## Begin
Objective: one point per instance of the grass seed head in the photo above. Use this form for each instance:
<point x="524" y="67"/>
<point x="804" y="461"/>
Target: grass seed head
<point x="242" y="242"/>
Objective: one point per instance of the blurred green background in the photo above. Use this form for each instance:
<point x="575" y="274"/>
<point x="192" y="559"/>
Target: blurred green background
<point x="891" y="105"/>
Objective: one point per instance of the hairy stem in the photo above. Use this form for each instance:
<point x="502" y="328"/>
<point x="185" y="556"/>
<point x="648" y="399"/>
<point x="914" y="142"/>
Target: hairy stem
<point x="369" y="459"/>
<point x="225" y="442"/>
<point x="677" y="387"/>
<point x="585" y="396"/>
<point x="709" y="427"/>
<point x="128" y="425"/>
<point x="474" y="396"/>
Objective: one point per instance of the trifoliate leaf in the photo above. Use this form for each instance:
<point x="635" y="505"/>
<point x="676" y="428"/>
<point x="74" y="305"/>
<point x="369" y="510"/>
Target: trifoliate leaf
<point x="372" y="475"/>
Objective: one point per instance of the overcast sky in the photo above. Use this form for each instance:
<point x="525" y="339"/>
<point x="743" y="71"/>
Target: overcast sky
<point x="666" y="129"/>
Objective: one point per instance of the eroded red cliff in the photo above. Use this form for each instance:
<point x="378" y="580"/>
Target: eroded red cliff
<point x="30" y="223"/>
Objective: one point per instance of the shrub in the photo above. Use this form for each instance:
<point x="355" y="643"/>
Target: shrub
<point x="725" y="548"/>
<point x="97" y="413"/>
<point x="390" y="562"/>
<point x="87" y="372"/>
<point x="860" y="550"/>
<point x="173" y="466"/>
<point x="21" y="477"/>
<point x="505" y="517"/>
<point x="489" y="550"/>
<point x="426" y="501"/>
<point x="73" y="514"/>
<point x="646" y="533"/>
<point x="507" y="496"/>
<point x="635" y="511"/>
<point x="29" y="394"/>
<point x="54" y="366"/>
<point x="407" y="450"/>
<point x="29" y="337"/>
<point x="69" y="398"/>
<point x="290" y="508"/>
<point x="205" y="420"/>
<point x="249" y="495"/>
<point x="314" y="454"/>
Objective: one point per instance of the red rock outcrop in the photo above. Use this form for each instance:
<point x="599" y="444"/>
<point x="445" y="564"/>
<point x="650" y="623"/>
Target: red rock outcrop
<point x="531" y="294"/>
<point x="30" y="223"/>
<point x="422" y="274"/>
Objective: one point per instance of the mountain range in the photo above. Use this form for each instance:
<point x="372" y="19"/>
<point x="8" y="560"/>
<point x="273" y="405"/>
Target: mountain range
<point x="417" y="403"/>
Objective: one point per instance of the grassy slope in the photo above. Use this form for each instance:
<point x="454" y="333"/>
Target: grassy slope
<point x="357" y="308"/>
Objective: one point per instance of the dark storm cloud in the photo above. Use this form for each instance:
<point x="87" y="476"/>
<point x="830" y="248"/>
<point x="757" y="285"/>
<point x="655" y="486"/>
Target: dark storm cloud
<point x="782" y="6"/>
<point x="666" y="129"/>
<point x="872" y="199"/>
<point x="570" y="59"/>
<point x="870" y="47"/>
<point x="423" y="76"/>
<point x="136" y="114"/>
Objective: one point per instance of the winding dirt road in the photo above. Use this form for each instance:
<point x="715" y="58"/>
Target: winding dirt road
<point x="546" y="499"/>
## End
__Written problem__: Reproduce all of the items above word for word, with nothing altered or left out.

__Response__:
Objective: one point per instance of the grass seed head in the photo above. Use this form for each instance:
<point x="524" y="67"/>
<point x="804" y="461"/>
Target: grass seed head
<point x="242" y="242"/>
Objective: one point per instance of the blurred green background in the photo above. Use this form for each instance:
<point x="575" y="274"/>
<point x="192" y="559"/>
Target: blurred green background
<point x="891" y="105"/>
Objective: one point per instance of the hairy stem in the photo above. Use this form for each instance:
<point x="502" y="328"/>
<point x="185" y="556"/>
<point x="648" y="399"/>
<point x="914" y="142"/>
Target: hairy stem
<point x="369" y="459"/>
<point x="225" y="442"/>
<point x="677" y="387"/>
<point x="585" y="396"/>
<point x="709" y="427"/>
<point x="128" y="425"/>
<point x="474" y="396"/>
Objective: one point per instance of the trifoliate leaf in the photo above. Use this form for each instance:
<point x="635" y="505"/>
<point x="676" y="428"/>
<point x="74" y="305"/>
<point x="369" y="510"/>
Target: trifoliate leaf
<point x="372" y="475"/>
Objective: one point per instance of the overcast sky in the photo above. Use this form for each instance:
<point x="525" y="339"/>
<point x="743" y="71"/>
Target: overcast sky
<point x="666" y="129"/>
Objective: one point per instance of the eroded red cliff in the photo above. Use this form for each instance:
<point x="378" y="580"/>
Target: eroded red cliff
<point x="30" y="223"/>
Objective: one point per instance of the shrub in the photo above. Use this form for each instance:
<point x="355" y="643"/>
Target: shrub
<point x="725" y="548"/>
<point x="97" y="413"/>
<point x="390" y="562"/>
<point x="87" y="372"/>
<point x="860" y="550"/>
<point x="173" y="466"/>
<point x="21" y="477"/>
<point x="505" y="517"/>
<point x="489" y="550"/>
<point x="426" y="501"/>
<point x="73" y="514"/>
<point x="646" y="533"/>
<point x="507" y="496"/>
<point x="635" y="511"/>
<point x="29" y="394"/>
<point x="54" y="366"/>
<point x="407" y="450"/>
<point x="29" y="337"/>
<point x="69" y="398"/>
<point x="290" y="508"/>
<point x="205" y="420"/>
<point x="249" y="495"/>
<point x="314" y="454"/>
Objective: one point per instance of the red rock outcrop in the photo above. Use this form for each instance:
<point x="599" y="444"/>
<point x="445" y="564"/>
<point x="650" y="623"/>
Target: red rock outcrop
<point x="531" y="294"/>
<point x="30" y="223"/>
<point x="422" y="274"/>
Objective: one point per instance of the mountain range in the photo above. Use this form for each instance:
<point x="372" y="19"/>
<point x="8" y="560"/>
<point x="273" y="405"/>
Target: mountain range
<point x="417" y="403"/>
Objective: one point per instance of the grassy slope in the photo above. Use this form for each instance:
<point x="454" y="333"/>
Target: grassy slope
<point x="357" y="308"/>
Objective: one point per instance of the dark storm cloud in the photo above. Use this form for each instance:
<point x="87" y="476"/>
<point x="830" y="248"/>
<point x="757" y="285"/>
<point x="655" y="486"/>
Target: dark storm cloud
<point x="782" y="6"/>
<point x="666" y="129"/>
<point x="872" y="199"/>
<point x="570" y="59"/>
<point x="870" y="47"/>
<point x="423" y="76"/>
<point x="136" y="114"/>
Objective: one point per instance of the winding dirt road in the photo above. Use this form for each instance:
<point x="715" y="58"/>
Target: winding dirt road
<point x="546" y="499"/>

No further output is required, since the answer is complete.